> _Text_
==========

American mentalist (1851–1926)

John Randall Brown (October 28, 1851 – July 3, 1926) was an American mentalist of the Victorian era, and was one of the first nationally popular mentalists of his age. By some accounts, Brown was the first to publicly perform a mind-reading act in the United States, in 1873. He was born in Saint Louis, Missouri.

==Life==
As a young man, Brown worked in his family's machine shop. On August 5, 1873, Brown gave a demonstration of his ability to find objects hidden in a room to an informal audience in a saloon that so impressed the onlookers he shortly thereafter was giving public demonstration of his powers. Brown himself claimed he was reading his subjects' minds, though it's clear Brown was in actuality employed a groundbreaking muscle reading technique to get subjects to lead him to the objects. His public demonstrations were so successful and remunerative that by January 1874, Brown had quit his job in the machine shop and launched a career as a performer.

Brown was quite famous in the 1870s, attracting national attention with his feats. He was described in one article as holding the American people "by the nape of the neck, controlling the press as absolutely as a Napoleon or a Czar". Among people living through the progress and wonders of the Second Industrial Revolution, Brown helped create the popular impression that telepathy was a real skill that mankind was on the cusp of developing.

Several scientific institutions were interested in Brown's abilities and he was investigated by a number of scientific authorities, including doctors at Yale University, Rush Medical College, and the University of Michigan. These doctors' findings supported Brown's claims that he was able to read minds, and Brown incorporated copy from their findings into his promotional posters.

==========

> _Work order 1_
Extract from the John Randall Brown text the passage from "Brown was quite" up to and including "his promotional posters.".
> _Work order 2_
Which institutions does the John Randall Brown text name as having doctors who investigated his abilities?
> _Work order 3_
Write what comes next in the account of John Randall Brown, picking up after its final sentence.

> _Dataset content_
==========

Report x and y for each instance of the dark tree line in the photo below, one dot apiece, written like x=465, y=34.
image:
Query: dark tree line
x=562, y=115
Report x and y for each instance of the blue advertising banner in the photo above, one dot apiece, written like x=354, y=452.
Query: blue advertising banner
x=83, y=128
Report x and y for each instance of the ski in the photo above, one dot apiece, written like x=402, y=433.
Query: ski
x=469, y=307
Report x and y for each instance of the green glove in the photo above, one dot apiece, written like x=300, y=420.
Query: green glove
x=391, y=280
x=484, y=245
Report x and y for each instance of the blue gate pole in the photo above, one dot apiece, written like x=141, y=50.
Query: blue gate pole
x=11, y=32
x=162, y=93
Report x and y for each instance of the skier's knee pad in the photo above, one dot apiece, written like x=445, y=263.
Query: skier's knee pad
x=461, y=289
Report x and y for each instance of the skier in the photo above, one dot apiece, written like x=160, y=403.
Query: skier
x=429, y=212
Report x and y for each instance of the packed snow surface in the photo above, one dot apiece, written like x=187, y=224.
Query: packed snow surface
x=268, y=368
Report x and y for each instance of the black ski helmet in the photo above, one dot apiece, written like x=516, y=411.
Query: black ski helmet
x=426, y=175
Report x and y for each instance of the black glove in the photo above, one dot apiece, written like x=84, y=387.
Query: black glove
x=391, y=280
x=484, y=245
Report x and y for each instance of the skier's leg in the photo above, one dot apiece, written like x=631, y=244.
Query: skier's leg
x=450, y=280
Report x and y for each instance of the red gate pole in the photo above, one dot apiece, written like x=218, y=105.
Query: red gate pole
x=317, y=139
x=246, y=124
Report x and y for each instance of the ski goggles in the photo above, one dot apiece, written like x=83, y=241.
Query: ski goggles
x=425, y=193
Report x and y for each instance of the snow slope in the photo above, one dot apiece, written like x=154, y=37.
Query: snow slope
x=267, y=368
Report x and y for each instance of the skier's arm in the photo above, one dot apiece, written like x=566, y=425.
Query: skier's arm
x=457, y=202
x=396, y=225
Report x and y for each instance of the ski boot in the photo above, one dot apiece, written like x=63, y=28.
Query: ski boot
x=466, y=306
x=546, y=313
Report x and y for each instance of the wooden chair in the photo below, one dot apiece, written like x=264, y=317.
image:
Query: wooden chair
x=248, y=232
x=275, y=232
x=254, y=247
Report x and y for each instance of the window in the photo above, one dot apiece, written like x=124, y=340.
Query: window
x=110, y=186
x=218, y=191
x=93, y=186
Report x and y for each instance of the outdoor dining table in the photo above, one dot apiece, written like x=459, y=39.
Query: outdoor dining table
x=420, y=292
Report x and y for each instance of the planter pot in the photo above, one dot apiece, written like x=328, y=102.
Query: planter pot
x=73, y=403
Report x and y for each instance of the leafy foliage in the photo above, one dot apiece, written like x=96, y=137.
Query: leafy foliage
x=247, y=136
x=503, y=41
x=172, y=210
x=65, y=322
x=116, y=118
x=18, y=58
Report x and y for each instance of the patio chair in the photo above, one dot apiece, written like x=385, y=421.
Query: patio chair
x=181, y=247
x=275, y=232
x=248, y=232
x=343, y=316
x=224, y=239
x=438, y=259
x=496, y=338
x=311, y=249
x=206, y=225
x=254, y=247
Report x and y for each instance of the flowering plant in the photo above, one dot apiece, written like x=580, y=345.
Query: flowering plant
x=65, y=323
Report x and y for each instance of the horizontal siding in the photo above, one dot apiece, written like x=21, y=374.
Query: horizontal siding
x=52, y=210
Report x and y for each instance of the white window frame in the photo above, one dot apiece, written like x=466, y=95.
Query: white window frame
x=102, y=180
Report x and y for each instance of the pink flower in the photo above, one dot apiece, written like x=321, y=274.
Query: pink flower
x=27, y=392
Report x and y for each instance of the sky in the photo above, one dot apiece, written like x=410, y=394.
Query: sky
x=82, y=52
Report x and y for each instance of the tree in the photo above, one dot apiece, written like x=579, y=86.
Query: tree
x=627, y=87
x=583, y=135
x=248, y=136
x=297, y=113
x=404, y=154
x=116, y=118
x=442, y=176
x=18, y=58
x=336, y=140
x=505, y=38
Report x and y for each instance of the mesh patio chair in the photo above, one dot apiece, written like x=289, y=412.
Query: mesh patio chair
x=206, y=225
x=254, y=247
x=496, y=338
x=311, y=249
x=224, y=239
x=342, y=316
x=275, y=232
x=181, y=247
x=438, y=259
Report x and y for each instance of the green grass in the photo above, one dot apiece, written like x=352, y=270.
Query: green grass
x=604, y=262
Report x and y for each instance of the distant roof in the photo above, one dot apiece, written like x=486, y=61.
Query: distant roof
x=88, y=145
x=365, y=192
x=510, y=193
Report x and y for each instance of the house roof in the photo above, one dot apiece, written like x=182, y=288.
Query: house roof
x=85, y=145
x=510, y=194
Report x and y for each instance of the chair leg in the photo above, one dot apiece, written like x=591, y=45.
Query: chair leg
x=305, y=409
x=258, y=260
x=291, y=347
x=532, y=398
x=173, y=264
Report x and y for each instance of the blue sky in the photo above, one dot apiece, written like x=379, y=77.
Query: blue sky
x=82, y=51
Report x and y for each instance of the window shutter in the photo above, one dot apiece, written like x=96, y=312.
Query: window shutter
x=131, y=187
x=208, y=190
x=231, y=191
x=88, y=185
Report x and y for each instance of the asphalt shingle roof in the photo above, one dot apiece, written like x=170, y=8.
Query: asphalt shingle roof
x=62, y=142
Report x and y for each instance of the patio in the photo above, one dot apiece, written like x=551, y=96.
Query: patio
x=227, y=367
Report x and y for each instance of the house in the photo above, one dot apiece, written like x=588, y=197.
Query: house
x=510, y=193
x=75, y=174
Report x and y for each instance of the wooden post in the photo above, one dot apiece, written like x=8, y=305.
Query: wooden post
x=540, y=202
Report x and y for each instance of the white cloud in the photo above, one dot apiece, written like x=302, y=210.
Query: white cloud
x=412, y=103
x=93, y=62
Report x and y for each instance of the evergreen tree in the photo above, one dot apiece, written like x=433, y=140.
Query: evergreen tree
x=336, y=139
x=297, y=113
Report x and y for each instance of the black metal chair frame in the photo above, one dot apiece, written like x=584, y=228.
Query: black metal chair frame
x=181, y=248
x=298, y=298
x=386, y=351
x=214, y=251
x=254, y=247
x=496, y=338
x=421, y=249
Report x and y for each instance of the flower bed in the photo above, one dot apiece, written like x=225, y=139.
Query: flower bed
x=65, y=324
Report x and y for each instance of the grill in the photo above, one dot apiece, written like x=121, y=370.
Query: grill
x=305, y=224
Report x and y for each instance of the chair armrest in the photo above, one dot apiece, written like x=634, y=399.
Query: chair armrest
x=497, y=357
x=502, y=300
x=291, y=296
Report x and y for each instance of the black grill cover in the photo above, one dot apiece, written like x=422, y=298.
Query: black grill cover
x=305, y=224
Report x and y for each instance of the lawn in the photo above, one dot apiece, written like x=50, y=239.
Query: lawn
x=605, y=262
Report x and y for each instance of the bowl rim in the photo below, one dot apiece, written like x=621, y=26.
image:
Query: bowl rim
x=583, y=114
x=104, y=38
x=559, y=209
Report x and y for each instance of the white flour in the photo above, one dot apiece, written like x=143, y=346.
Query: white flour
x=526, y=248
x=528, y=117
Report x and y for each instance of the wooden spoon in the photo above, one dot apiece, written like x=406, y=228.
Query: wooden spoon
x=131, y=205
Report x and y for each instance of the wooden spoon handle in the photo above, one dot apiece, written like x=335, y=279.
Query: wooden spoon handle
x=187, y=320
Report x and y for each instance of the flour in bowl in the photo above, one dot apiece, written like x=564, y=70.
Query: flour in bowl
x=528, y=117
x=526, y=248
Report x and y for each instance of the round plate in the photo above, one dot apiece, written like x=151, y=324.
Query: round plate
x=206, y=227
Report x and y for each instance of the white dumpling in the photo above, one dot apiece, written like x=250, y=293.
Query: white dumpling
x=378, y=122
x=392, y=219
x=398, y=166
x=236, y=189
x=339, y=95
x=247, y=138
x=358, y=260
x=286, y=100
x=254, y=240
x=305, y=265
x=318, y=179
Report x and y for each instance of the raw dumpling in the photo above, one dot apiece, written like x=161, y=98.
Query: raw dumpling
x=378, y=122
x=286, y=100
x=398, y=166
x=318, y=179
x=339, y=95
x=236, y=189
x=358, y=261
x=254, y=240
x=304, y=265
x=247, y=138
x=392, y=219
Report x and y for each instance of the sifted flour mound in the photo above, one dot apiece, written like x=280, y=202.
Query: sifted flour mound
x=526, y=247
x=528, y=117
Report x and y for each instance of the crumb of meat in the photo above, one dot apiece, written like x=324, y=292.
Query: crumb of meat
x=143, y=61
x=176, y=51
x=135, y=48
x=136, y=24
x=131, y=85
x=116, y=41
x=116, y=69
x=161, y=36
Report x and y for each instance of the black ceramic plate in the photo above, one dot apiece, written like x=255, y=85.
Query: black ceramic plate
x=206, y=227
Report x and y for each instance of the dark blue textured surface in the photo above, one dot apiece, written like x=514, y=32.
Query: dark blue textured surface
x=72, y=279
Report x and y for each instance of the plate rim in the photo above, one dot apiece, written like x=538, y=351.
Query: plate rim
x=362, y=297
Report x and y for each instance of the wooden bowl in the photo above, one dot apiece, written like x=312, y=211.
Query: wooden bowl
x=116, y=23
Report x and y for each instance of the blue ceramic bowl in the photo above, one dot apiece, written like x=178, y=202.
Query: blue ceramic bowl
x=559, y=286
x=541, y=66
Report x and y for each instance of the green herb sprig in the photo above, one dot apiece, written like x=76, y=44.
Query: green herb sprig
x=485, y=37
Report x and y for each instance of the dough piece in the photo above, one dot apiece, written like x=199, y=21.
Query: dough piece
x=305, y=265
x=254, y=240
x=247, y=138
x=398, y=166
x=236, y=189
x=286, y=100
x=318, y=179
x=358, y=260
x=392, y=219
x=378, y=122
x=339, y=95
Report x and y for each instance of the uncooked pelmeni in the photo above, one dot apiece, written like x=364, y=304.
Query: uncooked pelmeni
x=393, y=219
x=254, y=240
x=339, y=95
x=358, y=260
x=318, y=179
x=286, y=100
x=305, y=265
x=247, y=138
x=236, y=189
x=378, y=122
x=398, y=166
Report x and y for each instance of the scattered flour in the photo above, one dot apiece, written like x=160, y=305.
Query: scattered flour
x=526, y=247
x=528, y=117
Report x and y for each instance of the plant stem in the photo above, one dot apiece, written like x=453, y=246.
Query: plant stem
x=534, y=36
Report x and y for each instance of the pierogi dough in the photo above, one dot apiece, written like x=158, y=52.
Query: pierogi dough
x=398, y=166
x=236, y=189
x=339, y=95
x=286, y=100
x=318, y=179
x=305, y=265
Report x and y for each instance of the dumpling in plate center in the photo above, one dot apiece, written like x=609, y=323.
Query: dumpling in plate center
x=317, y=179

==========

> _Answer section 1_
Brown was quite famous in the 1870s, attracting national attention with his feats. He was described in one article as holding the American people "by the nape of the neck, controlling the press as absolutely as a Napoleon or a Czar". Among people living through the progress and wonders of the Second Industrial Revolution, Brown helped create the popular impression that telepathy was a real skill that mankind was on the cusp of developing.

Several scientific institutions were interested in Brown's abilities and he was investigated by a number of scientific authorities, including doctors at Yale University, Rush Medical College, and the University of Michigan. These doctors' findings supported Brown's claims that he was able to read minds, and Brown incorporated copy from their findings into his promotional posters.

> _Answer section 2_
Yale University, Rush Medical College, and the University of Michigan

> _Answer section 3_
Brown was the subject of some investigation and journalism by American neurologist George M. Beard. In 1874, Beard - irritated that Brown's abilities enjoyed so much excitement and attention in the scientific community - tested and examined Brown's claims in a New Haven music hall and (correctly) deduced that Brown's abilities were in fact due to muscle reading and not "thought transference" as Brown himself claimed. Beard also wrote a series of journalistic articles to this effect, but these were largely ignored by popular audiences and by his scientific peers.

Brown continued performing until 1923, at which time he retired to Minneapolis, taking jobs around the area as a printer and photographer. He died three years later in 1926.

Several of Brown's stage assistants, such as Washington Irving Bishop, took the information they gleaned in Brown's employ and went on to profitable solo careers of their own in the art.

==Act==
Brown was an early proponent of muscle reading, sometimes called "contact mind reading" or "Cumberlandism" after Stuart Cumberland, although Brown's act predated Cumberland's, and Brown himself is often credited with starting the vogue for the art. The very term "muscle reading" was coined in a series of articles about Brown's abilities.

Brown's shows also combined elements of the willing game and traditional séances. One of his trademark acts was the one in which he instructed the audience that while he was out of the room they were to select one of their own to be an imaginary murderer, one the victim, and something in the room to be the murder weapon. When they were done, Brown would return, take hold of one audience member by the wrist and physically lead that person to all three selections - "reading" the muscle resistance (or lack thereof) the audience member would give as he led them about the room. Much of his act consisted of variations on finding things he could not possibly know the location of. While an expert muscle reader, Brown still described this trick to his audience as "mind reading".